---------- THE DATA ----------

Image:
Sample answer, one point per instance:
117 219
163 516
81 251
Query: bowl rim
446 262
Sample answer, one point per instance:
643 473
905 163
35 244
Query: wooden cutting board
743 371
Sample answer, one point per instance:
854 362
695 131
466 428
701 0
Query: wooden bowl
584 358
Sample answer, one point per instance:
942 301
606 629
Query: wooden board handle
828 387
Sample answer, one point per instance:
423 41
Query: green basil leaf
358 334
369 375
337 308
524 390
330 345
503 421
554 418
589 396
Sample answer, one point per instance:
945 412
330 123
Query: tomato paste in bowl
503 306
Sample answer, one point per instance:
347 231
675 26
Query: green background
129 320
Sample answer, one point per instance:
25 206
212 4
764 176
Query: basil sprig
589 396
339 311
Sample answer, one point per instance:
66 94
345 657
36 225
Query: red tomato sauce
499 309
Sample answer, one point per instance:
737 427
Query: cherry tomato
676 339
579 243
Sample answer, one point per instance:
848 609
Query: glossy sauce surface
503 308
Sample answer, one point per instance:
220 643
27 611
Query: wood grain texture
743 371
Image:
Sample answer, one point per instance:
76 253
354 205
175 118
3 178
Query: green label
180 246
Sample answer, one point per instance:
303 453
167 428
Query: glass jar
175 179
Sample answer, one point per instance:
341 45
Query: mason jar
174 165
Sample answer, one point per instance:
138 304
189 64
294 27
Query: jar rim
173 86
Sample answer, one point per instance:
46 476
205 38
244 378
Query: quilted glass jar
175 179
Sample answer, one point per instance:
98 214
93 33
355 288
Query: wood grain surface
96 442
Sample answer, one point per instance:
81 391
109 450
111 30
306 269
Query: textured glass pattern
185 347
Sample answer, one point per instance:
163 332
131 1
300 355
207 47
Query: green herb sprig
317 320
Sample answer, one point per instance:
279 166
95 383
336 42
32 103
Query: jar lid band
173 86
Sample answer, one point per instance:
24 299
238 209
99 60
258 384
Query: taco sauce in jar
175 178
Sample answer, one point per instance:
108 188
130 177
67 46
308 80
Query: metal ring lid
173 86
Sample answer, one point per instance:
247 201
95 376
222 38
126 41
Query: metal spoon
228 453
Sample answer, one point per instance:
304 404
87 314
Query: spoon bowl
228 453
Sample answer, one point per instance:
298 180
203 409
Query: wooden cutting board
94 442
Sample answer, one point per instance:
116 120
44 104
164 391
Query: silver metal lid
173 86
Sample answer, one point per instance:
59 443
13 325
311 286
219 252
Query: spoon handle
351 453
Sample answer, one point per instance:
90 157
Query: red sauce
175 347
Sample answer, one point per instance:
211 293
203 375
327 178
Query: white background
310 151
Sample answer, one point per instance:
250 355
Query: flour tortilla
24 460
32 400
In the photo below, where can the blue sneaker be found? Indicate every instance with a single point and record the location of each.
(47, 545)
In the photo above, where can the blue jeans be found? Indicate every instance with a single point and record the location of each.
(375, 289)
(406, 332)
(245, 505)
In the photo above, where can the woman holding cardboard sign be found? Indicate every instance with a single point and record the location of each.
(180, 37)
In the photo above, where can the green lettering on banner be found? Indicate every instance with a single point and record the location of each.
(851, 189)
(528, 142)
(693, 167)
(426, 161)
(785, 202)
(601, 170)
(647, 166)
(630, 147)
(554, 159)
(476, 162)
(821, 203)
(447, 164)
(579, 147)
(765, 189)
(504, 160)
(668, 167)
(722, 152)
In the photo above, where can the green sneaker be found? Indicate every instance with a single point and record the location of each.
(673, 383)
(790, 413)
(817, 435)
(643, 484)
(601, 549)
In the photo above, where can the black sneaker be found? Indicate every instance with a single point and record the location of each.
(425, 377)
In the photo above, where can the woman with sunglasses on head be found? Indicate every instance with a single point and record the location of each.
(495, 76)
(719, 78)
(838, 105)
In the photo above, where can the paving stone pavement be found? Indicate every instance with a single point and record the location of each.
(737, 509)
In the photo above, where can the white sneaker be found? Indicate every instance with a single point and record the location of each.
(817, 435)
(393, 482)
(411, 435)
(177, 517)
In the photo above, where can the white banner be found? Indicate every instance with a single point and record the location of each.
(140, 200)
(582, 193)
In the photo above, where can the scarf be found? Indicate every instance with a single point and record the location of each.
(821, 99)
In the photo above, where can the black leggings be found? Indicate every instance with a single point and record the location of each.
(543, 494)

----------

• **TASK TO COMPLETE**
Provide an exact reproduction of all the entries shown above.

• **COMPLETE RESPONSE**
Image:
Sample answer, one point per instance:
117 219
163 516
81 251
Query: bowl rim
446 262
Sample answer, one point per instance:
643 473
905 163
35 244
Query: wooden cutting board
743 371
Sample answer, one point per instance:
854 362
695 131
466 428
701 0
Query: wooden bowl
584 358
Sample answer, one point per instance:
942 301
606 629
Query: wooden board handle
828 387
Sample answer, one point per instance:
423 41
Query: green basil leaf
358 334
369 375
337 308
524 390
330 345
503 421
554 418
589 396
Sample answer, one point per instance:
945 412
330 123
Query: tomato paste in bowl
503 306
Sample answer, one point per instance:
347 231
675 26
Query: green background
129 320
Sample answer, one point per instance:
25 206
212 4
764 176
Query: basil sprig
589 396
339 311
Sample answer, one point per instance:
66 94
345 657
36 225
Query: red tomato sauce
499 309
Sample answer, one point per instance:
737 427
Query: cherry tomato
676 339
579 243
Sample answer, one point per instance:
848 609
Query: glossy sauce surface
503 308
Sample answer, one point per instance:
220 643
27 611
Query: wood grain texture
743 371
Image:
Sample answer, one point per instance:
76 253
354 205
175 118
3 178
Query: green label
180 246
Sample answer, one point per instance:
303 453
167 428
Query: glass jar
175 179
Sample answer, one point per instance:
341 45
Query: mason jar
174 165
Sample answer, one point per instance:
138 304
189 64
294 27
Query: jar rim
173 86
Sample answer, one point per instance:
46 476
205 38
244 378
Query: quilted glass jar
175 179
Sample answer, one point per instance:
98 214
93 33
355 288
Query: wood grain surface
96 442
Sample answer, one point per instance:
81 391
109 450
111 30
306 269
Query: textured glass pattern
185 347
Sample answer, one point per instance:
163 332
131 1
300 355
207 47
Query: green herb sprig
317 320
Sample answer, one point per instance:
279 166
95 383
336 42
32 103
Query: jar lid band
173 86
Sample answer, one point per instance:
24 299
238 209
99 60
258 384
Query: taco sauce in jar
175 178
Sample answer, one point per instance:
108 188
130 177
67 46
308 80
Query: metal ring lid
173 86
Sample answer, one point per instance:
247 201
95 376
222 38
126 41
Query: metal spoon
228 453
Sample answer, one point per instance:
304 404
87 314
Query: spoon bowl
228 453
Sample answer, one point per instance:
298 180
203 409
Query: wooden cutting board
94 442
Sample answer, one point per instance:
116 120
44 104
164 391
Query: silver metal lid
173 86
Sample answer, one point per instance:
59 443
13 325
311 286
219 252
Query: spoon handle
351 453
Sample answer, one point per instance:
90 157
Query: red sauce
175 347
Sample answer, one point per instance:
211 293
203 375
327 178
Query: white background
310 151
Sample answer, one point per instance:
250 355
Query: flour tortilla
24 460
32 400
In the photo below, where can the blue sneaker be found? Indicate every instance with a single point and record the location of each.
(47, 545)
In the photo above, where can the blue jeans be found? Indicate every instance with a single point and record the location of each.
(375, 289)
(406, 332)
(245, 505)
In the photo above, where can the woman holding cardboard sign be found? Indicate every instance with a single point and record the location of each.
(180, 37)
In the photo above, where can the green lettering on banner be found? Indicate every instance with a single point and record the location of each.
(851, 189)
(528, 142)
(693, 167)
(426, 161)
(785, 202)
(601, 170)
(647, 166)
(630, 147)
(554, 159)
(476, 162)
(821, 203)
(447, 164)
(579, 147)
(765, 189)
(504, 160)
(668, 167)
(722, 152)
In the photo above, where can the green sneaker be found? Indicate every instance with a single point and record the location of each.
(673, 383)
(790, 413)
(817, 435)
(643, 484)
(601, 549)
In the photo above, where can the black sneaker be found? Indicate every instance with a single point and record the location of each.
(425, 377)
In the photo above, where can the woman with sunglasses on head be found? Indicate every instance with a single point and record the location of each.
(495, 76)
(719, 78)
(838, 105)
In the photo above, where can the paving stone pavement be found? Indicate every instance with a single point and record the location of each.
(737, 509)
In the photo above, where can the white sneaker be found? Indicate every instance with a single point and record the location of each.
(817, 435)
(393, 482)
(411, 435)
(177, 517)
In the photo above, where can the white banner be found? Indicate every instance with a single point and record the location of each.
(140, 200)
(582, 193)
In the photo above, where can the scarf be found? Indicate every instance with a single point and record the location of each.
(821, 99)
In the photo above, where can the black leggings be found? Indicate every instance with a single point and record the location of each.
(543, 494)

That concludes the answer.